[start Dataset entries]

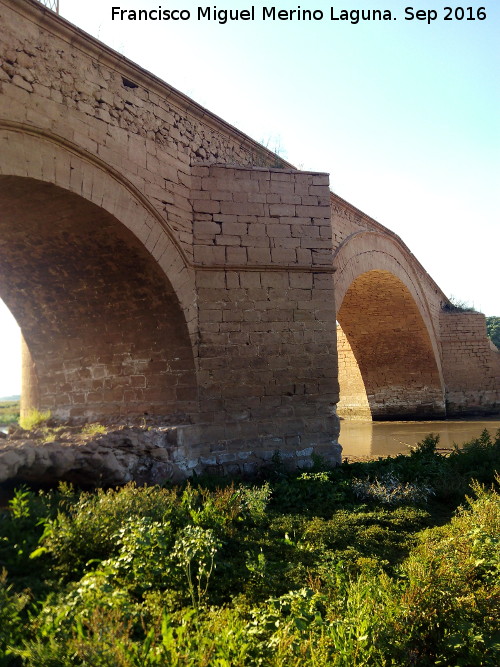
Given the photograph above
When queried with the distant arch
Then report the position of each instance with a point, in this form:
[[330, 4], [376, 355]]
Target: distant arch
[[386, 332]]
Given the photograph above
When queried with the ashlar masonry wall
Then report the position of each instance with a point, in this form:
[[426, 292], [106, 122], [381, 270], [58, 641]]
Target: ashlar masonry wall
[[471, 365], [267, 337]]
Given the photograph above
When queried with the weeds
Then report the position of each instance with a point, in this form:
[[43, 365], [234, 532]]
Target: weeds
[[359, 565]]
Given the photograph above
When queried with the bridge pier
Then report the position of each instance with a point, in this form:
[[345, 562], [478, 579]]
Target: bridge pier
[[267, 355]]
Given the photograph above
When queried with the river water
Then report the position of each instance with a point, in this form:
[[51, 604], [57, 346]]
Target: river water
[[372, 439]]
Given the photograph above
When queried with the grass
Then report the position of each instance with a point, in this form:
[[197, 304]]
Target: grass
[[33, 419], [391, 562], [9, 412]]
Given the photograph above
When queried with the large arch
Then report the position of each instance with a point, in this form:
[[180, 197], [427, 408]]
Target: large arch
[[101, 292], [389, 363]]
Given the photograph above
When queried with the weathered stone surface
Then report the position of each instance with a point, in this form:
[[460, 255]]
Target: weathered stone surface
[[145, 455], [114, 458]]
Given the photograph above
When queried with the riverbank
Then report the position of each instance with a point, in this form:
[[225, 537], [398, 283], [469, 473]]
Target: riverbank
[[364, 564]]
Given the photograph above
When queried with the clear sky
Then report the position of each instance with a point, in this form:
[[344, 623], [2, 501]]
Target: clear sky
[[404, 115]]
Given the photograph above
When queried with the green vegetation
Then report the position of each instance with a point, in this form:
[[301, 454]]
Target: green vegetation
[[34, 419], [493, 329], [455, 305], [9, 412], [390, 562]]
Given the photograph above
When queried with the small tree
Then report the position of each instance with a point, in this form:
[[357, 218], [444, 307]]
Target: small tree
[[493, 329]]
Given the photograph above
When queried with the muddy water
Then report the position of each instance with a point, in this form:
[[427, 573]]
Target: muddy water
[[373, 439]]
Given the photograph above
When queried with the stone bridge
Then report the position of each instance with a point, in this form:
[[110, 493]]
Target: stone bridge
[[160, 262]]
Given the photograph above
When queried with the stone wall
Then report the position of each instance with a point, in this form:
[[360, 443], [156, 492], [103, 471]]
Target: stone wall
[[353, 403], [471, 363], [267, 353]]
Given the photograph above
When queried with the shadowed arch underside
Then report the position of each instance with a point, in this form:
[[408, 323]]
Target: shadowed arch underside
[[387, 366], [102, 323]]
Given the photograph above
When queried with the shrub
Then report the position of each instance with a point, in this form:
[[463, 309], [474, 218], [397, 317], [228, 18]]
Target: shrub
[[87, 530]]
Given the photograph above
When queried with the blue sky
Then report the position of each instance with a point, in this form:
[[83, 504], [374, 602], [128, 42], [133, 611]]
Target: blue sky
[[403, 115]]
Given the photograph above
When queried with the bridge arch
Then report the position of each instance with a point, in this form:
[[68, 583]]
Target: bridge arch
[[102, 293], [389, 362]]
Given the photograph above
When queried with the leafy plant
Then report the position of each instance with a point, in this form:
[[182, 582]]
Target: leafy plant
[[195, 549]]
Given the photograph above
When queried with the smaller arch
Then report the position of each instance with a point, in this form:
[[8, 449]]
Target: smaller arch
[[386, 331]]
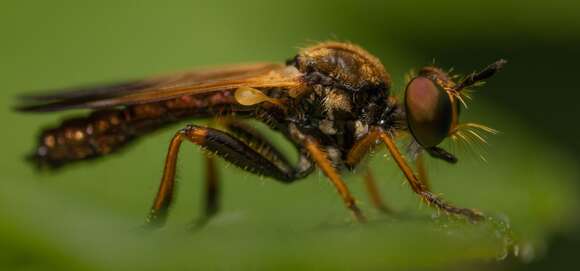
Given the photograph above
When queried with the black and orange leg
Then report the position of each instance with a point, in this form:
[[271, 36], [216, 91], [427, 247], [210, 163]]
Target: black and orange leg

[end Dataset entries]

Work to complete - Rewrite all the records above with every "photograph" changed to "image" and nothing else altered. Leave the pictures out of your answer.

Solution to this problem -
Given the image above
When queried with the distant arch
Then report the position of each instance with a point, in this form:
[[330, 4], [376, 355]]
Target: distant arch
[[386, 332]]
Given the image above
When queried with the ashlar masonry wall
Then report the position of each instance with a point, in this form:
[[426, 292], [106, 122], [381, 270], [58, 641]]
Target: ashlar masonry wall
[[471, 365], [267, 337]]
Given the image above
When queried with the weeds
Then report the position of each instance with a point, in this form:
[[43, 365], [234, 532]]
Target: weeds
[[359, 565]]
Given the image above
When queried with the bridge pier
Then report the position of each instance with a point, in this form:
[[345, 562], [478, 579]]
Target: bridge pier
[[267, 355]]
Given the image above
When queried with the river water
Then report the position of each instance with a point, in this form:
[[51, 604], [57, 346]]
Target: river water
[[372, 439]]
Given the image above
When queried with the grass
Then report the position of each instance with a point, in this form:
[[197, 304]]
Target: grass
[[33, 419], [391, 562], [9, 412]]
Given the image above
When queried with the large arch
Then report the position of each instance with a point, in this form:
[[180, 197], [427, 408]]
Target: large arch
[[101, 292], [389, 363]]
Given the image above
When queried with the weathered stone surface
Then report the position of each instance with a point, in this form:
[[460, 255]]
Target: weathered stone surface
[[145, 455], [114, 458]]
Given the image above
When queried with the riverbank
Then report the position of each instance with a point, in this form:
[[225, 537], [398, 283], [469, 473]]
Target: riverbank
[[364, 564]]
Given the image above
When queried with the clear sky
Then report the position of each instance with a point, in this form:
[[344, 623], [2, 501]]
Target: clear sky
[[404, 115]]
Given the image above
When queried with the green vegetation
Then report the position of each instance with a point, in this form:
[[301, 454]]
Target: green vegetation
[[34, 419], [493, 329], [455, 305], [9, 412], [390, 562]]
Given the image above
When queried with the small tree
Then report the position of each instance with a point, in this form:
[[357, 218], [444, 307]]
Target: small tree
[[493, 329]]
Given the image above
When queried with the muddy water
Then report the position of each instance with a point, in this form:
[[427, 573]]
Target: muddy water
[[373, 439]]
Given the image above
When queried with the stone bridge
Then report the position of each instance with a point, in this form:
[[110, 493]]
Target: stone bridge
[[160, 262]]
Given the image above
When queried with the stone wall
Then report the position of each instance with a point, in this form:
[[360, 443], [156, 492], [103, 471]]
Target: stone wall
[[353, 403], [471, 363], [267, 353]]
Given the image above
When queried with the shadowed arch underside
Then report the position of each instance with a point, in this form:
[[408, 323]]
Target: shadowed arch underside
[[387, 366], [102, 323]]
Given the image above
When queried with the shrub
Then report the position of each instance with a point, in this form:
[[463, 309], [474, 218], [397, 317], [228, 18]]
Target: shrub
[[87, 530]]
Given the image above
When queried with the blue sky
Then report the position of each instance with a point, in this form:
[[83, 504], [374, 602], [128, 42], [133, 611]]
Target: blue sky
[[403, 115]]
Given the image above
When queried with the bridge arch
Then report the position of each instance with a point, in this form:
[[68, 583]]
Target: bridge arch
[[102, 293], [389, 362]]
Given the image above
When queried with the leafy plant
Then report the position of each instance with a point, in this form:
[[182, 582]]
Target: leafy plant
[[195, 549]]
Given the image above
When queried with the smaller arch
Then report the position of each instance with a point, in this form:
[[8, 449]]
Target: smaller arch
[[386, 331]]
Given the image above
When queried with the black and orange leg
Then report the position of each instance with a point, in this form:
[[271, 36], [216, 91], [427, 247], [210, 163]]
Target: black and orange leg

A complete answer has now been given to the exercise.